Task instructions » Start at the line containing "Where can the dark background" and transcribe every line exactly through the end of the records below, and only those lines.

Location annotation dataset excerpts
################

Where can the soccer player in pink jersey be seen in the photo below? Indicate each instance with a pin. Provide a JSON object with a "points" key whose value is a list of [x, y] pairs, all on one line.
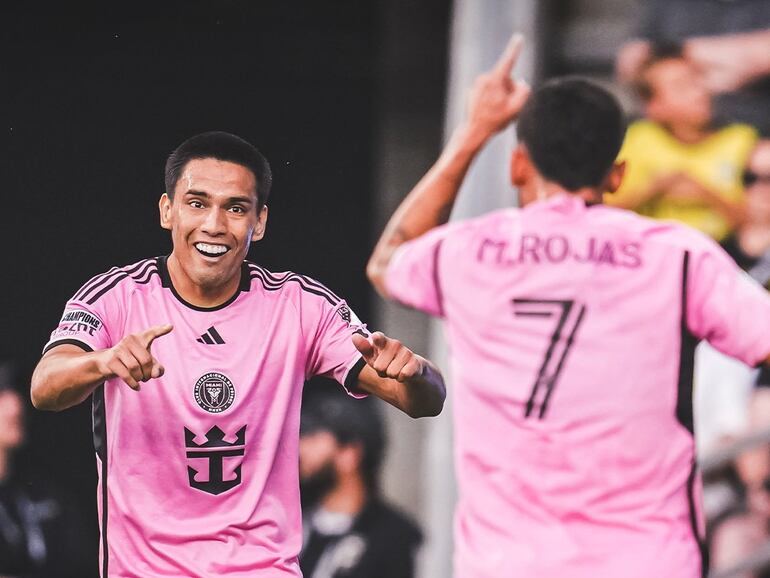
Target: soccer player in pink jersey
{"points": [[571, 327], [196, 363]]}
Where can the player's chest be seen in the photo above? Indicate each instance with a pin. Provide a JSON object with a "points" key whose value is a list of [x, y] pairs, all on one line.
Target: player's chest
{"points": [[215, 361]]}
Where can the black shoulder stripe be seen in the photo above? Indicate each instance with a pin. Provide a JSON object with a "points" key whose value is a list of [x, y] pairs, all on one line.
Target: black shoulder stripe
{"points": [[270, 286], [115, 281], [93, 280], [149, 267], [148, 263], [308, 280], [277, 282], [306, 283], [83, 295], [148, 278]]}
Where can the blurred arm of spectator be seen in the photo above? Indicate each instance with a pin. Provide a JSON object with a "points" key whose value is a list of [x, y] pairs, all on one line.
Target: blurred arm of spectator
{"points": [[681, 186], [753, 466], [728, 62], [759, 163], [731, 61]]}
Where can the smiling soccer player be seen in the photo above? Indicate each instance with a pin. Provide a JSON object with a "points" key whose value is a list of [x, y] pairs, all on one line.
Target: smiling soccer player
{"points": [[198, 470]]}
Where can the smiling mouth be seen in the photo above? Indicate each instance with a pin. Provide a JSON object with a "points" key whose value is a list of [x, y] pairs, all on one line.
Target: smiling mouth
{"points": [[209, 250]]}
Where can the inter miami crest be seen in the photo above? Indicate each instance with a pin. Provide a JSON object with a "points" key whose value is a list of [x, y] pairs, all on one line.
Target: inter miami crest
{"points": [[214, 392]]}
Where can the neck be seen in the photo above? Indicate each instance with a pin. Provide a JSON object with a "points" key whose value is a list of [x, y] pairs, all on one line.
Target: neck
{"points": [[348, 496], [197, 294], [547, 189], [688, 134]]}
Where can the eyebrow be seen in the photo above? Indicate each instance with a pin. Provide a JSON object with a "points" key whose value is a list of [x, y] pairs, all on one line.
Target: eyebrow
{"points": [[205, 195]]}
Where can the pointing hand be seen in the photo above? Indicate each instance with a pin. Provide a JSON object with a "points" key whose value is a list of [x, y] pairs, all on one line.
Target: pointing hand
{"points": [[131, 359]]}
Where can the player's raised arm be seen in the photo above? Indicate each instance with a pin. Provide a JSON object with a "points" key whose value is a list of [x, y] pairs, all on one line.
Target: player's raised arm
{"points": [[66, 375], [399, 376], [495, 101]]}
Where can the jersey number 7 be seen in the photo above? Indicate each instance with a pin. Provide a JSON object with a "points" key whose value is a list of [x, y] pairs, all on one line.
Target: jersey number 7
{"points": [[557, 351]]}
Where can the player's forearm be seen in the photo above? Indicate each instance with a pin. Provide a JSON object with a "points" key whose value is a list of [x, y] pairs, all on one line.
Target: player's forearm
{"points": [[430, 202], [63, 380]]}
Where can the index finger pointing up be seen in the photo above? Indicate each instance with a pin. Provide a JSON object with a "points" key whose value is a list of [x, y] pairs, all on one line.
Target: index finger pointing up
{"points": [[508, 58]]}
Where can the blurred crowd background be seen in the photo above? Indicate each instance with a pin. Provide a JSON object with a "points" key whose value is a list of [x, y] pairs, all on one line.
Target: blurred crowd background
{"points": [[350, 101]]}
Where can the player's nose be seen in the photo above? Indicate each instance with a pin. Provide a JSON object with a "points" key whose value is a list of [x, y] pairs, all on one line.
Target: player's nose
{"points": [[215, 222]]}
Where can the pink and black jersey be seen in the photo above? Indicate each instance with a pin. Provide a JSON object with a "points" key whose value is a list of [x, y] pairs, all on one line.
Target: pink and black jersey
{"points": [[198, 471], [571, 331]]}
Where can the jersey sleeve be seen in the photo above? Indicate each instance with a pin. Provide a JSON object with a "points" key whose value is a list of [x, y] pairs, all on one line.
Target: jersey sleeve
{"points": [[726, 307], [333, 353], [90, 326], [413, 274]]}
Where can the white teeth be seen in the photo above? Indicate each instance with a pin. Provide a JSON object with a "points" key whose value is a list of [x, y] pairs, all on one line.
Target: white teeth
{"points": [[211, 249]]}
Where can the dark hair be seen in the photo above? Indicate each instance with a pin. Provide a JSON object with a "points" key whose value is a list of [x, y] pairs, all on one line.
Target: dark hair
{"points": [[658, 53], [573, 130], [350, 421], [224, 147]]}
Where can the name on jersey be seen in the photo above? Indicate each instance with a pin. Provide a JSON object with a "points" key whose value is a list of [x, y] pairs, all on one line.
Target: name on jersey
{"points": [[78, 321], [534, 249]]}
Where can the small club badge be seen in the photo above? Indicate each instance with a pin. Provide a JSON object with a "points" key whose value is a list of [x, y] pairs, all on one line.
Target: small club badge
{"points": [[214, 392]]}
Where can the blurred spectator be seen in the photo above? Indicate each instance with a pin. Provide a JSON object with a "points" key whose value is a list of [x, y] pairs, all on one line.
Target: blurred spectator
{"points": [[678, 164], [747, 529], [39, 536], [728, 41], [750, 245], [349, 531]]}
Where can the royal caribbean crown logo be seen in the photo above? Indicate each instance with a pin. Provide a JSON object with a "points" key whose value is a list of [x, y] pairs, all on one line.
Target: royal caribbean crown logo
{"points": [[214, 392]]}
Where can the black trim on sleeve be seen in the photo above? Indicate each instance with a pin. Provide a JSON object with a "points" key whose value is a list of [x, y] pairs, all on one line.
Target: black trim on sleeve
{"points": [[99, 416], [688, 342], [702, 546], [684, 407], [351, 381], [81, 344]]}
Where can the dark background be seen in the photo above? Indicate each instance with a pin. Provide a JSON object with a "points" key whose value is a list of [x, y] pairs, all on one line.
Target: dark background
{"points": [[96, 96]]}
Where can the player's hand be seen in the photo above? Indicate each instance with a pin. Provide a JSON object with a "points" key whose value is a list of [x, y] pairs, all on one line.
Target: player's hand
{"points": [[131, 359], [389, 357], [496, 99]]}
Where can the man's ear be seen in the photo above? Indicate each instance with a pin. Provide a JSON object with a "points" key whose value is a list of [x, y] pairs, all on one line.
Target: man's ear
{"points": [[615, 177], [521, 166], [259, 230], [164, 206]]}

################

Task solution »
Where can the dark background be seen in the photo above? Indicate each instance with a pin. Provide a JSON object with a "points" key whose value is a list of [x, y] pairs, all on one line.
Target: dark background
{"points": [[96, 96]]}
Where can the player's hand be seen in the photo above? Indicate each instance with a pin. Provide a JSON object with a "points" key whose value is a list of [x, y] pairs, all on one line.
Target: player's hand
{"points": [[131, 359], [389, 357], [496, 99]]}
Where can the man's ear be seen in the photo above? Indicate each instance with a pin. Provide a JSON object with a "points" key whose value is a list of [x, y] pairs, all on one line.
Target: man's ear
{"points": [[615, 177], [521, 166], [259, 230], [164, 206]]}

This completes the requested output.